Retype the listing that follows, leaving nothing out.

-- Given entries follows --

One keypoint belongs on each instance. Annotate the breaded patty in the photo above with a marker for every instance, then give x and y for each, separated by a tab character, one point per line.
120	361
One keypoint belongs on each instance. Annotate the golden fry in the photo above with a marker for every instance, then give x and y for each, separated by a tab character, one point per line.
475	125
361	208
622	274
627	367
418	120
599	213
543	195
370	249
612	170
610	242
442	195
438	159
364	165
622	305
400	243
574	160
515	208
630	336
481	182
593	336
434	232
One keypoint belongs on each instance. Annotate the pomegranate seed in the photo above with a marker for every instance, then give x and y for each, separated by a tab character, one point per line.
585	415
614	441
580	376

-- Given entries concluded --

• _Answer to this problem_:
One keypoint belongs on each instance. Annotate the breaded patty in the photo above with a marker for every instance, then give x and y for each, separated by a tab character, one point per line.
120	361
One keypoint belongs on each instance. Annotate the golden fry in the photo above with a marker for every instance, then give x and y for each, separated by a tab character, one point per line.
475	125
361	208
622	274
627	367
418	120
599	213
543	195
370	249
612	170
610	242
442	195
438	159
364	165
622	305
400	243
574	160
515	208
630	336
481	182
593	336
434	232
One keypoint belongs on each instance. Annotate the pomegranate seed in the photo above with a marker for every instance, then give x and y for each, separated by a tab character, one point per line.
585	415
614	441
580	376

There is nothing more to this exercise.